TEXTO FORNECIDO –

_ _ _ _ _

IFRS com prazo de validade

IFRS com prazo de validade

Normas obrigatórias a partir de 2010 estão em revisão e podem mudar mais se houver convergência com os EUA.

Por Fernando Torres, de São Paulo
09/06/2010

As normas internacionais de contabilidade que serão adotadas obrigatoriamente pelas companhias abertas brasileiras nos balanços de 2010, conhecidas como IFRS, estão com o prazo de validade perto de vencer.

Enquanto contadores e auditores locais correm contra o tempo para deixar tudo pronto no prazo, os principais órgãos internacionais responsáveis pela emissão de normas contábeis tentam costurar um entendimento que pode resultar em mudanças significativas nas regras atuais.

Na prática, isso quer dizer que o modelo novo adotado pelas companhias aqui no Brasil pode se tornar velho em poucos anos.

_ _ _ _ _

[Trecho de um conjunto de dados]
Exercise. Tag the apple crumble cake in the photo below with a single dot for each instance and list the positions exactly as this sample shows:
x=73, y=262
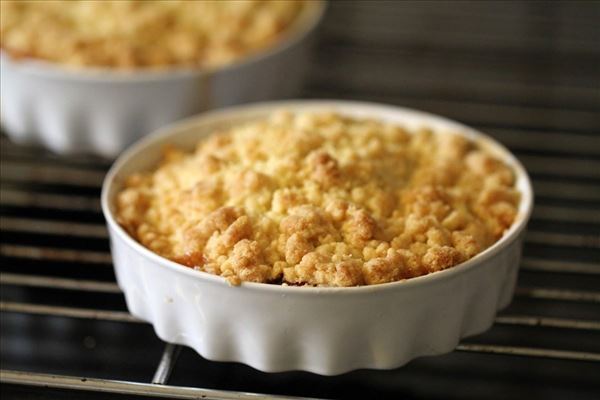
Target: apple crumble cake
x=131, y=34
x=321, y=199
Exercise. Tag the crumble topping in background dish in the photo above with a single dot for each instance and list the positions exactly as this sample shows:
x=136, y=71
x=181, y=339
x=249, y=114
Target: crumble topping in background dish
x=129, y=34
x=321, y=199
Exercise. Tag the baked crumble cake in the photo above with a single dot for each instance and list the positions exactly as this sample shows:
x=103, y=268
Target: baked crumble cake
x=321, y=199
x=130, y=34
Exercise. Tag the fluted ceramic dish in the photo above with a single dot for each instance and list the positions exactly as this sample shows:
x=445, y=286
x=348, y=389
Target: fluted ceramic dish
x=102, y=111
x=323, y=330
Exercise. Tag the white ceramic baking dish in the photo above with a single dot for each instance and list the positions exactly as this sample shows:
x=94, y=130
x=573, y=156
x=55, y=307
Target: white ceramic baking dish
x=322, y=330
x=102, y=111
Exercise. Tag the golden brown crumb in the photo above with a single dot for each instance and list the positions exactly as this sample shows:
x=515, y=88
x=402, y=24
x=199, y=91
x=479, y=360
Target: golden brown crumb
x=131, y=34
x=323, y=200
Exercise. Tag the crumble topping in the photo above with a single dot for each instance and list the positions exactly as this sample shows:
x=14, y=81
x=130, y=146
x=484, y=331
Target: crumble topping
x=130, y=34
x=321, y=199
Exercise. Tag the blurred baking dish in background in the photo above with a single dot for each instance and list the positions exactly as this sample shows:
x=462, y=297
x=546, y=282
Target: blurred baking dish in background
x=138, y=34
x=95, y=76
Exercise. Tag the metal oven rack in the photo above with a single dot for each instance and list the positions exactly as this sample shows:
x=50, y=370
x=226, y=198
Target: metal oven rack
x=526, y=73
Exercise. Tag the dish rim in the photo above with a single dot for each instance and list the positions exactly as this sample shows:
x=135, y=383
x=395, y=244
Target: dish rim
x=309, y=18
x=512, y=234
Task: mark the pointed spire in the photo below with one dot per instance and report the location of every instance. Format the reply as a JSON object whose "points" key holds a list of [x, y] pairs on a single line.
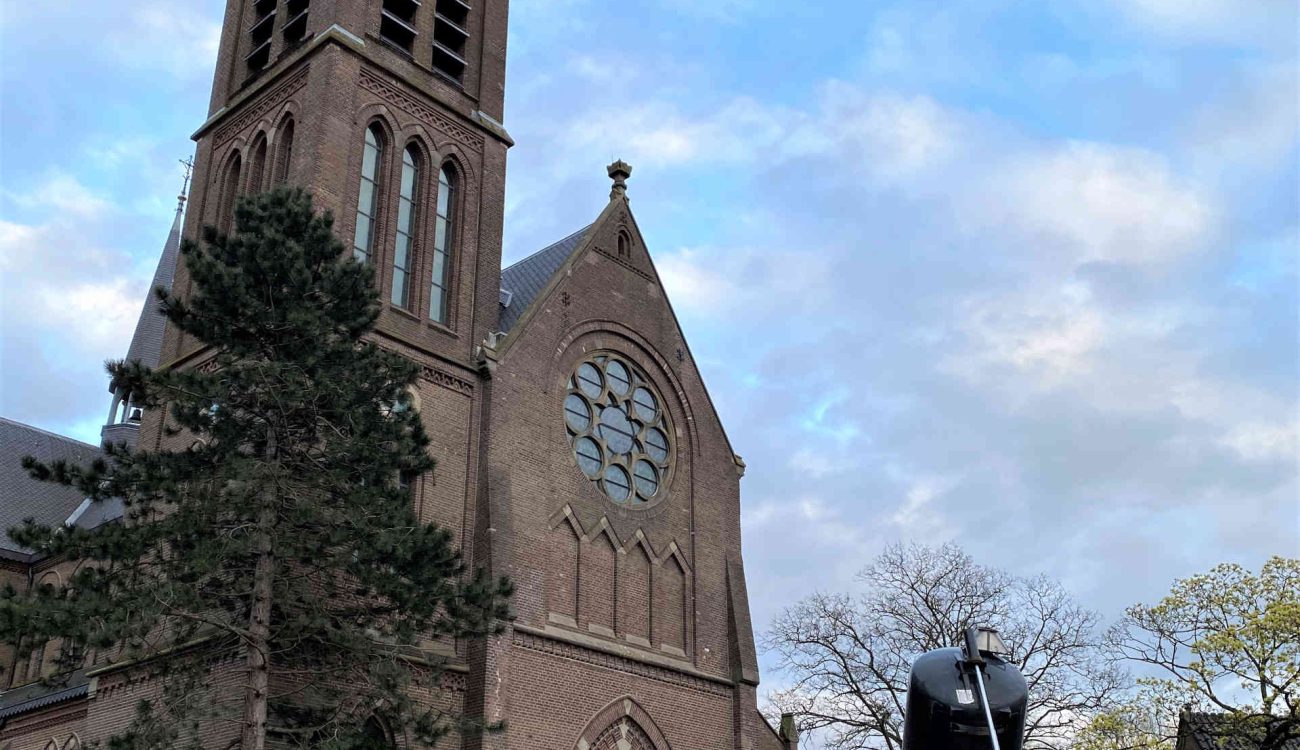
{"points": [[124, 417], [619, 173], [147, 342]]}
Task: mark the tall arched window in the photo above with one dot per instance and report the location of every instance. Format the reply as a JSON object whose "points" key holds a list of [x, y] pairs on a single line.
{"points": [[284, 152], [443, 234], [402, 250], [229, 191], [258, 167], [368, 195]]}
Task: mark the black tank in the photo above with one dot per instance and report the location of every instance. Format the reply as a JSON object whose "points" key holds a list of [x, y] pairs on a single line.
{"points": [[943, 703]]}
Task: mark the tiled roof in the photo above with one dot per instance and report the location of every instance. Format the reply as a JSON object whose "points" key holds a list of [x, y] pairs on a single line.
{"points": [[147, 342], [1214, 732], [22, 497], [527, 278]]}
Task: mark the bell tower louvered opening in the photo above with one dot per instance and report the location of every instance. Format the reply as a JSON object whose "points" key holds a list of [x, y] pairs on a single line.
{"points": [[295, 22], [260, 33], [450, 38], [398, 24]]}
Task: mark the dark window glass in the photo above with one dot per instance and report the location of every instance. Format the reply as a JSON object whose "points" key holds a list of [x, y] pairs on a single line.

_ _ _ _ _

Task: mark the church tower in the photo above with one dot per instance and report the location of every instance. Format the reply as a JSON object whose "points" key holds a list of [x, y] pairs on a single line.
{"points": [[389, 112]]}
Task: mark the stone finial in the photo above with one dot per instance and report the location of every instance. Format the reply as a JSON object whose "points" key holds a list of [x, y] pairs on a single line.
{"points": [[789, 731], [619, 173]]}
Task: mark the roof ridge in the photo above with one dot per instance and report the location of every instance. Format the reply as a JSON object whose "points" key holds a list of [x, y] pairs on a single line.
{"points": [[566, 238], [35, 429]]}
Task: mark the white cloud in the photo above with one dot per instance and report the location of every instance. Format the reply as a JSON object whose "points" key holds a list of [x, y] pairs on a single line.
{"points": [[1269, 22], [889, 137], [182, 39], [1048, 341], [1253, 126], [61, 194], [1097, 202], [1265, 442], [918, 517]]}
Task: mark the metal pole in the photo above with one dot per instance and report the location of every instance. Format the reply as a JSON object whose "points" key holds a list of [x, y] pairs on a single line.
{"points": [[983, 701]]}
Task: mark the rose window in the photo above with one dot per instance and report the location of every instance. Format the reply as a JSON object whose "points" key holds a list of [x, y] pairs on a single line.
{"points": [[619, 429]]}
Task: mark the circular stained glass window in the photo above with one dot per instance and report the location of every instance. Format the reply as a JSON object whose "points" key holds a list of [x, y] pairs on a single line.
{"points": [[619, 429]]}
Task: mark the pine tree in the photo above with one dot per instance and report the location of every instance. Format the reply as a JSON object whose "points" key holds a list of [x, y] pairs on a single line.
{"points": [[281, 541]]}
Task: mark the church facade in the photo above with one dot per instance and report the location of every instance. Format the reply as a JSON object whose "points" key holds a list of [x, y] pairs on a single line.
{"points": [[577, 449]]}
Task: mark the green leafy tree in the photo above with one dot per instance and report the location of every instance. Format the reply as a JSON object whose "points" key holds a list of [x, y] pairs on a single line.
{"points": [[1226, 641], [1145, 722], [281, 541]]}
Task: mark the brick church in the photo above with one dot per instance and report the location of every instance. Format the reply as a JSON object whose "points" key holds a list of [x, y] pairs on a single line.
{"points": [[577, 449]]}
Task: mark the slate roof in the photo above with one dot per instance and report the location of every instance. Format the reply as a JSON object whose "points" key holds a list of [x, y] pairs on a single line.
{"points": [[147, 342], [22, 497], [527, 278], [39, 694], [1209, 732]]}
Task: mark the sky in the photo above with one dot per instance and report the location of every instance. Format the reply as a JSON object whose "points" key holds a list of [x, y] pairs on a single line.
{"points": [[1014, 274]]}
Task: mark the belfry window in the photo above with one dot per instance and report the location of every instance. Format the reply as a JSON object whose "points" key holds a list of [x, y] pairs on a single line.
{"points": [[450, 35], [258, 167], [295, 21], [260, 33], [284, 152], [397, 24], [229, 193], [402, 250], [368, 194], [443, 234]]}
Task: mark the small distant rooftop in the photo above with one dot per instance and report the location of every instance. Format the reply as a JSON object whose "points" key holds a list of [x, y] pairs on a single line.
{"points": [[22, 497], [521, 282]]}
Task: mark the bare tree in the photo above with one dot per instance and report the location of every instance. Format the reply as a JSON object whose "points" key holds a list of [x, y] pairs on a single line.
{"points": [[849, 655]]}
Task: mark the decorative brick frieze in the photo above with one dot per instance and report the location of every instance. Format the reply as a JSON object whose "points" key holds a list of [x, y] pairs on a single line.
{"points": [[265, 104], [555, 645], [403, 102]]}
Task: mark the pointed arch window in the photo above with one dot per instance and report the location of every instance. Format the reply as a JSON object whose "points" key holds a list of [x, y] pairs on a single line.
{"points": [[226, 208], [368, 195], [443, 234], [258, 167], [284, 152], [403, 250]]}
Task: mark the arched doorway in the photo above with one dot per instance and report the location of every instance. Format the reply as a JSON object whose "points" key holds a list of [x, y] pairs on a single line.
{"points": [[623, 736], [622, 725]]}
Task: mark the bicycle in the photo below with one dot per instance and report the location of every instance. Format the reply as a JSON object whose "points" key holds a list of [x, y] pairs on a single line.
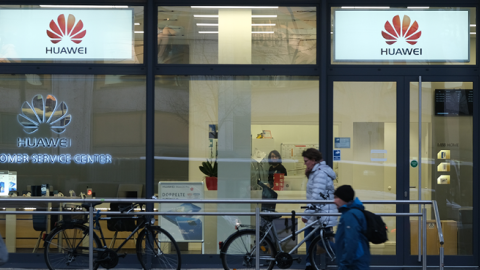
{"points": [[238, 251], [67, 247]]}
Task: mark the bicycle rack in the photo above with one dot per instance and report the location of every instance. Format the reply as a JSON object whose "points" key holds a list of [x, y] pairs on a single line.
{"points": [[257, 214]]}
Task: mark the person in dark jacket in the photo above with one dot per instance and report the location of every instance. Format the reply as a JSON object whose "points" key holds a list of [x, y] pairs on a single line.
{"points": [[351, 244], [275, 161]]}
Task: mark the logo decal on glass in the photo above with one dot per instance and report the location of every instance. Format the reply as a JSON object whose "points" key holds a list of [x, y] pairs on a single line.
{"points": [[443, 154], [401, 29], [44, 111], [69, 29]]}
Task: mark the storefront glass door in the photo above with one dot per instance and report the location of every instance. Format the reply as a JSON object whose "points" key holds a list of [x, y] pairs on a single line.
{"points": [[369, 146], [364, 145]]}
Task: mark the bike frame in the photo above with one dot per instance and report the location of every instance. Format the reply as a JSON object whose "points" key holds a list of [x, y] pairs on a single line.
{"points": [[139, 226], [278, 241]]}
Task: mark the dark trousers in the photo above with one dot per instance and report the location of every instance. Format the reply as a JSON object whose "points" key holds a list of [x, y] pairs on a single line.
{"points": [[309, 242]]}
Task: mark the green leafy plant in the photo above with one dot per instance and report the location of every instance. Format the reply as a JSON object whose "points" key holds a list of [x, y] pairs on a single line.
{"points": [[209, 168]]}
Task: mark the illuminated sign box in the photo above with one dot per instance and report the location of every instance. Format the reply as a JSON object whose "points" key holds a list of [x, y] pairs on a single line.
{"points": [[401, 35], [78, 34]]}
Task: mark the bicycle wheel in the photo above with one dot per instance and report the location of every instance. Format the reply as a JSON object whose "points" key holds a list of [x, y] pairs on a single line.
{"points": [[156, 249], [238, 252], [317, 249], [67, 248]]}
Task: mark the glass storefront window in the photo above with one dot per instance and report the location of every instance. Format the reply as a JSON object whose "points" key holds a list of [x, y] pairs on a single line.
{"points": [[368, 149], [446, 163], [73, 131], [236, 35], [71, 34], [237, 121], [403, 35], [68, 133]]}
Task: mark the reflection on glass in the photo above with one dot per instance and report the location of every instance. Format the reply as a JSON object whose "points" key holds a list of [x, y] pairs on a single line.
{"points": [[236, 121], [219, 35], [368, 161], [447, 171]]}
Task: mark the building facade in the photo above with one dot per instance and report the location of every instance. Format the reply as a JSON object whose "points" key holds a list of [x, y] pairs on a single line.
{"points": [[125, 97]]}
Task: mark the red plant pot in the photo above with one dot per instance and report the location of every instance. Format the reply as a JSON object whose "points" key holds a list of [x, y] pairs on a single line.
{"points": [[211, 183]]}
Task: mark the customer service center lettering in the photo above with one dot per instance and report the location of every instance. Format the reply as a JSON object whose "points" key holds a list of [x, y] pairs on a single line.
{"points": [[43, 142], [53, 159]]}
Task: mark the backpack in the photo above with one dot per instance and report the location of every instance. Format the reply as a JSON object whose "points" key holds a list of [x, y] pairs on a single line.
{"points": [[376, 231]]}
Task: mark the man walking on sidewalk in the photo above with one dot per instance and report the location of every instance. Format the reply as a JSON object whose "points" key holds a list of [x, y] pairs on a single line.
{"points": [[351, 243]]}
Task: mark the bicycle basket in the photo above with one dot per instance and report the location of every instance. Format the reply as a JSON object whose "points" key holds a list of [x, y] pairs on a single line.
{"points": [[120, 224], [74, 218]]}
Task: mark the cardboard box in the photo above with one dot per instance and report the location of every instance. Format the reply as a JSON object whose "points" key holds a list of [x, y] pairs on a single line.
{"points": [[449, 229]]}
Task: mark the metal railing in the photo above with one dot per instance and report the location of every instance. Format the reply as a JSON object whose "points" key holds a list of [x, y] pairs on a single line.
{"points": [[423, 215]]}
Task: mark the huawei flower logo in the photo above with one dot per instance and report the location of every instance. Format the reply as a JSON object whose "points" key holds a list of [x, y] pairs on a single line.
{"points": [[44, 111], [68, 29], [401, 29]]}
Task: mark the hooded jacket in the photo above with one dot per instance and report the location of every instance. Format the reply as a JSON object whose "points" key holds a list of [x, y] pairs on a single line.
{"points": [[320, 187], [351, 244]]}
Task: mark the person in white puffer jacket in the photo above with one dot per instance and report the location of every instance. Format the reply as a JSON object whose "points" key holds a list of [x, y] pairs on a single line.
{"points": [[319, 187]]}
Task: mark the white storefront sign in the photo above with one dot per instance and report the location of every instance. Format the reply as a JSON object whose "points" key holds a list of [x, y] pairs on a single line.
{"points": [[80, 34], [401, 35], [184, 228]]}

_ _ _ _ _

TAREFA A CUMPRIR – Repita, sem nenhuma alteração, o trecho do texto sobre as normas IFRS que vai de "Enquanto contadores e" até "em poucos anos.". As linhas constituem um material à parte, independente do texto.

RESPOSTA COMPLETA –
Enquanto contadores e auditores locais correm contra o tempo para deixar tudo pronto no prazo, os principais órgãos internacionais responsáveis pela emissão de normas contábeis tentam costurar um entendimento que pode resultar em mudanças significativas nas regras atuais.

Na prática, isso quer dizer que o modelo novo adotado pelas companhias aqui no Brasil pode se tornar velho em poucos anos.